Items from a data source
================================

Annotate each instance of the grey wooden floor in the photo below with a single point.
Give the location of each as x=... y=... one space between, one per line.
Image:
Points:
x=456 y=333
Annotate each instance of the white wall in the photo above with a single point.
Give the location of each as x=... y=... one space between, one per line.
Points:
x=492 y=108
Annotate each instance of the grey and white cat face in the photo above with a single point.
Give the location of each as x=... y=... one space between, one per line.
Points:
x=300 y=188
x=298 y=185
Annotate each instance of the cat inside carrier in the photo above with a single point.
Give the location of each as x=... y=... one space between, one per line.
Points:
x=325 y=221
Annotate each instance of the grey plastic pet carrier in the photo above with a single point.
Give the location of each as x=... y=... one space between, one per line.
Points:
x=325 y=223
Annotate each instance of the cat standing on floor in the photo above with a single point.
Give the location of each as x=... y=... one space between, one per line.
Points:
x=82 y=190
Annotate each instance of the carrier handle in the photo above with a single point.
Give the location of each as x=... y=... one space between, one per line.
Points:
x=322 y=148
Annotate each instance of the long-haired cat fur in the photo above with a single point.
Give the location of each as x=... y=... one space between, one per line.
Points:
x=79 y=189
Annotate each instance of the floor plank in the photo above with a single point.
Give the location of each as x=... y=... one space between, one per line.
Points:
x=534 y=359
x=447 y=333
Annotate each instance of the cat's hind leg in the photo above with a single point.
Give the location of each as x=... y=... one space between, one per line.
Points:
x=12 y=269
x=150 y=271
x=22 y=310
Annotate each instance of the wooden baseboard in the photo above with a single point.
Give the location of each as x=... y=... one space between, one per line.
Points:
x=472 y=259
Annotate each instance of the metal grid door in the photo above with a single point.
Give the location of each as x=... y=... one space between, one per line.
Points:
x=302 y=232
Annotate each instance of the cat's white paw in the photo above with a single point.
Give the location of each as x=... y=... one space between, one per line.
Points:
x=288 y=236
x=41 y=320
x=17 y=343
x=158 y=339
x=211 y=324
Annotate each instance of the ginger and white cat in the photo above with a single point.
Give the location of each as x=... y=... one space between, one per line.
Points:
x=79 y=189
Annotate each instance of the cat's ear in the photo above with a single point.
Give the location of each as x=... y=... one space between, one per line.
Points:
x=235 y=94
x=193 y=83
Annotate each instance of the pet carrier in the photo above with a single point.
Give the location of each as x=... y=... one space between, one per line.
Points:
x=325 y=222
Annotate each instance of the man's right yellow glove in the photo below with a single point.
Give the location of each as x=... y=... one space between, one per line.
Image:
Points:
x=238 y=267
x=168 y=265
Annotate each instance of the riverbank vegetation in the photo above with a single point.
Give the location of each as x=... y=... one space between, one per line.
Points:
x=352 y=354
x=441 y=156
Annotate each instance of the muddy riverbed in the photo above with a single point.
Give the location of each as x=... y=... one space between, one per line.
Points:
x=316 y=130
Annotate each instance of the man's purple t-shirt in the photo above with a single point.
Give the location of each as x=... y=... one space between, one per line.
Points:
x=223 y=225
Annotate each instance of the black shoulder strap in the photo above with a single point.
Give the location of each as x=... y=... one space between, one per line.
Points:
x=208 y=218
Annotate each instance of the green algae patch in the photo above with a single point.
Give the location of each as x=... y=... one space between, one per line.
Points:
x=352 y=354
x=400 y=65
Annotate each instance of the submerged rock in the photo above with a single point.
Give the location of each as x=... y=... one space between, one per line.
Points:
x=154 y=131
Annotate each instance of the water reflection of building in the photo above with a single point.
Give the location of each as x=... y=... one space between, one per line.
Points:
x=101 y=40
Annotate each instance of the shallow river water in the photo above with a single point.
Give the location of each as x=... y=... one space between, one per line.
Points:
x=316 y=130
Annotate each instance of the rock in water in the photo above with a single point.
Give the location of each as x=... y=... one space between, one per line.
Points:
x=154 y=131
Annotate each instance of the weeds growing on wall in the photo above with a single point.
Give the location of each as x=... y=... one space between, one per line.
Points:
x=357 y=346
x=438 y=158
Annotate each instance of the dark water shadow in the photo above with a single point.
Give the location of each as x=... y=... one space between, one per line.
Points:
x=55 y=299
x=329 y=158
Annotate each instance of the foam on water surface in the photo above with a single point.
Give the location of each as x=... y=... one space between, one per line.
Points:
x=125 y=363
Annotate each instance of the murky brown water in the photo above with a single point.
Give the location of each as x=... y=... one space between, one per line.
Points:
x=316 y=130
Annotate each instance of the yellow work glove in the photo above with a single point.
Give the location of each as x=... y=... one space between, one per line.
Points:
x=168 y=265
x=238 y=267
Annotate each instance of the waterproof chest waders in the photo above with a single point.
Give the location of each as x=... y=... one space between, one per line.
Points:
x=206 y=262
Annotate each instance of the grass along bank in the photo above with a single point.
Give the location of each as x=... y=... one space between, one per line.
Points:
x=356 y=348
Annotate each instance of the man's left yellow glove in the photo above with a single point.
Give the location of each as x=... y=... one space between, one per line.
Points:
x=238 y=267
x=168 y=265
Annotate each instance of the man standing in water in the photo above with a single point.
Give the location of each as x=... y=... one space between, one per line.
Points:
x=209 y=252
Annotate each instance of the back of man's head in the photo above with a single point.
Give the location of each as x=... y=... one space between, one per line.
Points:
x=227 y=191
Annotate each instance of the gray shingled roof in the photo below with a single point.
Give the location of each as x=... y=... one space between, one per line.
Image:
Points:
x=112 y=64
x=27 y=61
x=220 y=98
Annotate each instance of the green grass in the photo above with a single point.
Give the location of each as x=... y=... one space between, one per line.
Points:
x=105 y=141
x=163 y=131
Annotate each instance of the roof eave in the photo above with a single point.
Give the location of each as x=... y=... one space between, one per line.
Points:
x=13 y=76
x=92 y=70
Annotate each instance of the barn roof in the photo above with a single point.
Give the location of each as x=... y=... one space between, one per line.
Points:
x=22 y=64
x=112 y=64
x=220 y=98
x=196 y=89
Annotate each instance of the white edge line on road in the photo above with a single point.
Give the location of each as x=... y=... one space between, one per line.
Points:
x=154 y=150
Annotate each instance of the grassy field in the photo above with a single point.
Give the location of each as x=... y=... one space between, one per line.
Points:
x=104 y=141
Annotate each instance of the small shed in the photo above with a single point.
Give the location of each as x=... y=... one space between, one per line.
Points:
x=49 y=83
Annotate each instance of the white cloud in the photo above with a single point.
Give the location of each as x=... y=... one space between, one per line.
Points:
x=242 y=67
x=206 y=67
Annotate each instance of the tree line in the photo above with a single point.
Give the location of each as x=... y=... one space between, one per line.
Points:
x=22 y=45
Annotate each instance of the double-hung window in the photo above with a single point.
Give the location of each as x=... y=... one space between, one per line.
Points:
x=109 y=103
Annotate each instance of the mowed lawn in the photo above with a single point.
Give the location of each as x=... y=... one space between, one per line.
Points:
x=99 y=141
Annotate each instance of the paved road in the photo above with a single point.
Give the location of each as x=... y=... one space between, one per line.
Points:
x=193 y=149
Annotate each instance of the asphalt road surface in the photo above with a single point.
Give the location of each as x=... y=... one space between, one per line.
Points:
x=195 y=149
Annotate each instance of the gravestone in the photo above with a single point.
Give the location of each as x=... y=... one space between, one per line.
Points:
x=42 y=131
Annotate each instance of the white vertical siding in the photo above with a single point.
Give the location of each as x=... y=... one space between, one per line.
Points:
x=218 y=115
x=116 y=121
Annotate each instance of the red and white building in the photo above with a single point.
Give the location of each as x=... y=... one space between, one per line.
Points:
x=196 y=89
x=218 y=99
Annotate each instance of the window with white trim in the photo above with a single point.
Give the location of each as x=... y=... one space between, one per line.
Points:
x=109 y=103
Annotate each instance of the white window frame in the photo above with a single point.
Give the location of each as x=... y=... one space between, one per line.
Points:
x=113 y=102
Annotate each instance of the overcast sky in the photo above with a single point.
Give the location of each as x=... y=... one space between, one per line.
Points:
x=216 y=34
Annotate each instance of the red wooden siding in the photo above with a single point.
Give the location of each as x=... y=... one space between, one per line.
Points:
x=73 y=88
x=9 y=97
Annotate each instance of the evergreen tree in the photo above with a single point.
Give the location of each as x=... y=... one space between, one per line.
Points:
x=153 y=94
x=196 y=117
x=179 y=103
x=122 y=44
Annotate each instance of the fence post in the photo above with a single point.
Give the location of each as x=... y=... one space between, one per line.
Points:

================================

*Task to carry out*
Every line in the records above that contains the word "floor" is to be copied out.

*Answer section*
Annotate each instance of the grey wooden floor in the photo below with a single point.
Annotate each instance of the cat standing on floor in the photo above with a single point.
Annotate each instance of the floor plank in the photo above with a single point.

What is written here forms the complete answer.